> [Excerpted records]:
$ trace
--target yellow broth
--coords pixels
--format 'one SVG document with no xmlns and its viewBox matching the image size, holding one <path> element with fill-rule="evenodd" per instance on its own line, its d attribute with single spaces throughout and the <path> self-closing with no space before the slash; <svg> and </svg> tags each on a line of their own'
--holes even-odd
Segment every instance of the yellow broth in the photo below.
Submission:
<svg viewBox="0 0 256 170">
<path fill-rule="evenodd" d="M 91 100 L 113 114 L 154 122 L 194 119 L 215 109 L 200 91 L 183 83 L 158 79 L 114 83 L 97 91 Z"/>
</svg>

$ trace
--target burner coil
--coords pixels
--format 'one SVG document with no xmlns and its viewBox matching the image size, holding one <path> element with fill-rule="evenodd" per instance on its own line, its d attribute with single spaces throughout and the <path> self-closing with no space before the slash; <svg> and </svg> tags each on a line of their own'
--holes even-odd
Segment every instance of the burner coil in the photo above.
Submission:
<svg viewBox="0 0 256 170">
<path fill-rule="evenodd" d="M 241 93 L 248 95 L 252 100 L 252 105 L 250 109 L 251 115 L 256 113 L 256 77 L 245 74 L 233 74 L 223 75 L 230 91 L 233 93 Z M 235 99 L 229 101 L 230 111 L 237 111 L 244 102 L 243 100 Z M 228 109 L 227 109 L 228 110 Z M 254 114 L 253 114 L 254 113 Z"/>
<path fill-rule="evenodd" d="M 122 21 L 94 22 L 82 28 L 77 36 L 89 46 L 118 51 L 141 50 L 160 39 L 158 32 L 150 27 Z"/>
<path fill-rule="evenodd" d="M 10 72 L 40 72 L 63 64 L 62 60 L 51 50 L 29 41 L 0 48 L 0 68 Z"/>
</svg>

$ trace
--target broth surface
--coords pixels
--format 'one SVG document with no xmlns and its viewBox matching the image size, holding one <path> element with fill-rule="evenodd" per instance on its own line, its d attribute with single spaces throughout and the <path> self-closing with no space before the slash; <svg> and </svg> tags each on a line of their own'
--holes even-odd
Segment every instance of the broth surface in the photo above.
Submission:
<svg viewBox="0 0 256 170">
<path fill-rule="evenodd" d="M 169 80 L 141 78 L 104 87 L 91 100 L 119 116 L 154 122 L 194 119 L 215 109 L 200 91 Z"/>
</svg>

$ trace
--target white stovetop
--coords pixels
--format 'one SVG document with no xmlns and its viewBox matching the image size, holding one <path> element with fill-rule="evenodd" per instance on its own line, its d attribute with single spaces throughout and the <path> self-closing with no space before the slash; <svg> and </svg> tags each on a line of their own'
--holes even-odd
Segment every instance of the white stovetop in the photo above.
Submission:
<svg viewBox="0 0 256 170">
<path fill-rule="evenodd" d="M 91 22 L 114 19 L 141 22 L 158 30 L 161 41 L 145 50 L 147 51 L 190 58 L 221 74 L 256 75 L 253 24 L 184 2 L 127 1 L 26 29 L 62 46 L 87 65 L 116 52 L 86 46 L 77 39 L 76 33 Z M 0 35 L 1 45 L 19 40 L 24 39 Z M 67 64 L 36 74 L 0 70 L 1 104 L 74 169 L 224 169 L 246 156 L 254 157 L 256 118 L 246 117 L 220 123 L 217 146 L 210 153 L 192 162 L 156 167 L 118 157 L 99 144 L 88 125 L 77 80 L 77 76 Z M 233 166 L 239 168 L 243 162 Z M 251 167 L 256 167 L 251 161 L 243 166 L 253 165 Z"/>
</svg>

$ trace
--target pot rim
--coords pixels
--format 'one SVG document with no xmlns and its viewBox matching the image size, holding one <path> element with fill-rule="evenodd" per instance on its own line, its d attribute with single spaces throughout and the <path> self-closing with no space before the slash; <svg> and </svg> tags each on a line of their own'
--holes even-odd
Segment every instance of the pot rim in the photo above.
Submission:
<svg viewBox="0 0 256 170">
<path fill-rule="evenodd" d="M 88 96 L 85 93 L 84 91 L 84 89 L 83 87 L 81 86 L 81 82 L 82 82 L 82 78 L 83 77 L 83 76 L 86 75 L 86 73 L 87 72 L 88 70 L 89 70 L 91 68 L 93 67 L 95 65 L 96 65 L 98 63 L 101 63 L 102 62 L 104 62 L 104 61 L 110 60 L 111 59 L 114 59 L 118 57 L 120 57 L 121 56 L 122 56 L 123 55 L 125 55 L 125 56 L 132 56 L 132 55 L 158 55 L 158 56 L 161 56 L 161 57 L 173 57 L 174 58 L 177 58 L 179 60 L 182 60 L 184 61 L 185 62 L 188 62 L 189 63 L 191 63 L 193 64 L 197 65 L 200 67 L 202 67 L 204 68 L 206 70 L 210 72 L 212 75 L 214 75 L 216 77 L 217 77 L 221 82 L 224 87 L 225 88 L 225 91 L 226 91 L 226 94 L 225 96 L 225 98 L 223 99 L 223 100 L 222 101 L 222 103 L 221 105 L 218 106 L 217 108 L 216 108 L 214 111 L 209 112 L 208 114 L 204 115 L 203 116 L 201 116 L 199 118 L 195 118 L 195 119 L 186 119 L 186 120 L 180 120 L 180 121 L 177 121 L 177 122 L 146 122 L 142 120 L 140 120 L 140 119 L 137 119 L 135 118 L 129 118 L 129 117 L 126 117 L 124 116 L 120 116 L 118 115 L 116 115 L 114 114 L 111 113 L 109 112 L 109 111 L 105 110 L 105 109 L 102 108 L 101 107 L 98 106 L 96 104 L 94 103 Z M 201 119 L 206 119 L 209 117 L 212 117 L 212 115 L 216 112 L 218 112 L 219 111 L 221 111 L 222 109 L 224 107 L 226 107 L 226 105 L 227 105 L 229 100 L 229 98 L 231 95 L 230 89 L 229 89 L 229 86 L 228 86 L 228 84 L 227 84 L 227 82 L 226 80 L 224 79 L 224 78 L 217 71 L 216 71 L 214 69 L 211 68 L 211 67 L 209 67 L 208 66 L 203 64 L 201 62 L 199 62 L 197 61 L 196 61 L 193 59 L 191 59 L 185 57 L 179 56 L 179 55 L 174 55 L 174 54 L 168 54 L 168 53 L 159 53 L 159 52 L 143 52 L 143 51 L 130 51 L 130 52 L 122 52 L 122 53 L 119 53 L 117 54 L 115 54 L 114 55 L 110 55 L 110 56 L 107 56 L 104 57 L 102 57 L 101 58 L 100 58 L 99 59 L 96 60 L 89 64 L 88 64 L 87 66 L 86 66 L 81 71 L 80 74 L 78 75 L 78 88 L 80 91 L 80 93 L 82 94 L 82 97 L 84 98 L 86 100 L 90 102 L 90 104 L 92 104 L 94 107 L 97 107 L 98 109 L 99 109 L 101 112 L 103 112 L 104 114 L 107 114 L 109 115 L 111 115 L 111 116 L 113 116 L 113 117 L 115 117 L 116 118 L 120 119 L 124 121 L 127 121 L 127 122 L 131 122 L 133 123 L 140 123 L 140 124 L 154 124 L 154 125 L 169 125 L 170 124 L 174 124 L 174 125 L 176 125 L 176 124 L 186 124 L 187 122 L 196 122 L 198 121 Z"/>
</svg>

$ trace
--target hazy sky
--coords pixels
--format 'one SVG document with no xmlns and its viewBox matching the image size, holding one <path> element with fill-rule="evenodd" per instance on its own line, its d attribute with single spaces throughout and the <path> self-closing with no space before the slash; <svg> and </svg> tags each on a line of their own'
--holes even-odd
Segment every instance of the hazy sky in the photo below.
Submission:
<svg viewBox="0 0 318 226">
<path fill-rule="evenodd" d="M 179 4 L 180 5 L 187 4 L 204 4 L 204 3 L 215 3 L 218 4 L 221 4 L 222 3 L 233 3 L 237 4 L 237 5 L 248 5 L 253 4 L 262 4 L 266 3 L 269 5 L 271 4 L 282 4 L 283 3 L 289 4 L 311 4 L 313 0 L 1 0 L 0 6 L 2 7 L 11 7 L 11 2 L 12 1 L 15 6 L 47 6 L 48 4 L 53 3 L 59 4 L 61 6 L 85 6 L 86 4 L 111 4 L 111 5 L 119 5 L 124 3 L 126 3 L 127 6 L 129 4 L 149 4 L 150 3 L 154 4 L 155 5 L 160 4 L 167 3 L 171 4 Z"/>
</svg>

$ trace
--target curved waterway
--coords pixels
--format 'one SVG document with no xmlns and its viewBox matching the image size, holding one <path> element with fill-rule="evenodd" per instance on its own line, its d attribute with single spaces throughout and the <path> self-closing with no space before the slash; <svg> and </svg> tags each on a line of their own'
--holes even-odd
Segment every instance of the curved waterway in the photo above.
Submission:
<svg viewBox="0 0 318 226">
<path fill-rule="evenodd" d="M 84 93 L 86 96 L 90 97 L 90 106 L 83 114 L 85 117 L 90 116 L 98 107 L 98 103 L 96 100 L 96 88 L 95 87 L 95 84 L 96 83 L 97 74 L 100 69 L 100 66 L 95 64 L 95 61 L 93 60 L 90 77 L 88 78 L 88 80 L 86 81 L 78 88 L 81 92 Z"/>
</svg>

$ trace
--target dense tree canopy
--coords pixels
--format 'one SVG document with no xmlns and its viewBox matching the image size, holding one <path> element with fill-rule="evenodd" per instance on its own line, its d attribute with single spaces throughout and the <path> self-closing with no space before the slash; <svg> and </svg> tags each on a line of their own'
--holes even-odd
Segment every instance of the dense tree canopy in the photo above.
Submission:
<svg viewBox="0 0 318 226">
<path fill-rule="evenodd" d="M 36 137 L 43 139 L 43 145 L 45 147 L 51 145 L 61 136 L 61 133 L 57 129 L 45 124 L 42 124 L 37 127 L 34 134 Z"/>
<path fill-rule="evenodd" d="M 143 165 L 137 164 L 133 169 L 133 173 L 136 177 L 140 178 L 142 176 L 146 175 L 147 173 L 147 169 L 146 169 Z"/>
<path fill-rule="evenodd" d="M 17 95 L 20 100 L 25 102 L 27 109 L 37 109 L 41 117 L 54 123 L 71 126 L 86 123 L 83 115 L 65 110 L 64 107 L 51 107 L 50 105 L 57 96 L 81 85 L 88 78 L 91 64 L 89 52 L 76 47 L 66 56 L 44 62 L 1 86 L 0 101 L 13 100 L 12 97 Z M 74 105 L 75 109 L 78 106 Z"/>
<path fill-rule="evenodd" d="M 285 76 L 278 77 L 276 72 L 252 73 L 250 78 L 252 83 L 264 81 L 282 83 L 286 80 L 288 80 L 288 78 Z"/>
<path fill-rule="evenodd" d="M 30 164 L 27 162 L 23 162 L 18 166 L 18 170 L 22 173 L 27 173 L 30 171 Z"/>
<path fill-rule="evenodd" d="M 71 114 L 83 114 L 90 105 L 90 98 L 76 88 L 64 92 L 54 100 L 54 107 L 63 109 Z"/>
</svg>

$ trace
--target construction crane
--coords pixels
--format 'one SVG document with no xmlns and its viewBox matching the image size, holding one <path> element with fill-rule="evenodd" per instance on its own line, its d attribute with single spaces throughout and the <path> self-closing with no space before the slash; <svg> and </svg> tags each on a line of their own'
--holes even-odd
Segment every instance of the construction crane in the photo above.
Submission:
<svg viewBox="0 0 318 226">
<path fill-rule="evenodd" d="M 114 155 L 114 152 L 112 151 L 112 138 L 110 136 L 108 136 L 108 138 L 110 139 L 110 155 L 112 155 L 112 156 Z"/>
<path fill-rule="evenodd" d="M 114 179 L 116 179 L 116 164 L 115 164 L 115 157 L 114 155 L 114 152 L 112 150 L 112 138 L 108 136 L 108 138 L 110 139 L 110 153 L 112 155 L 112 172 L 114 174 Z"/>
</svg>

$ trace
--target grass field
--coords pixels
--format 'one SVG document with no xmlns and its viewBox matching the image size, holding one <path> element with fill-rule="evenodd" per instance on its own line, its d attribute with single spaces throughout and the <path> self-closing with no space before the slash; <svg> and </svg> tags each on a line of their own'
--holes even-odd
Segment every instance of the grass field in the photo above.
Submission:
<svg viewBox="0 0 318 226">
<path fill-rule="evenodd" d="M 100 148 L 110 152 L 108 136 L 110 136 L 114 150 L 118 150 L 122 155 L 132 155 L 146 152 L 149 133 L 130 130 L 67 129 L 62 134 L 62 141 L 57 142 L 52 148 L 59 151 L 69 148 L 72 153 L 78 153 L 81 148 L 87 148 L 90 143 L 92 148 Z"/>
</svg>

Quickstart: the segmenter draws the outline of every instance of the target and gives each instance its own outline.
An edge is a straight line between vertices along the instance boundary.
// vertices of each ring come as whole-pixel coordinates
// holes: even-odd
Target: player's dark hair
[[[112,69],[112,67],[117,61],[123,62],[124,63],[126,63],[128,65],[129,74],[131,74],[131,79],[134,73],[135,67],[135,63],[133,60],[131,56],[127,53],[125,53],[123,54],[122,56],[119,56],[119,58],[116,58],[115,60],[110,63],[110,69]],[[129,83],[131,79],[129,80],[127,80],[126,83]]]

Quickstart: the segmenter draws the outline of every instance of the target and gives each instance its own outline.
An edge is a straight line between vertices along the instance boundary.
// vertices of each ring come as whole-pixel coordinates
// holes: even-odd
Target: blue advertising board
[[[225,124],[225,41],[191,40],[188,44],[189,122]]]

> [Requirements]:
How many lines in the entries above contain the word "burner"? Reply with the number alone.

> [Answer to the problem]:
2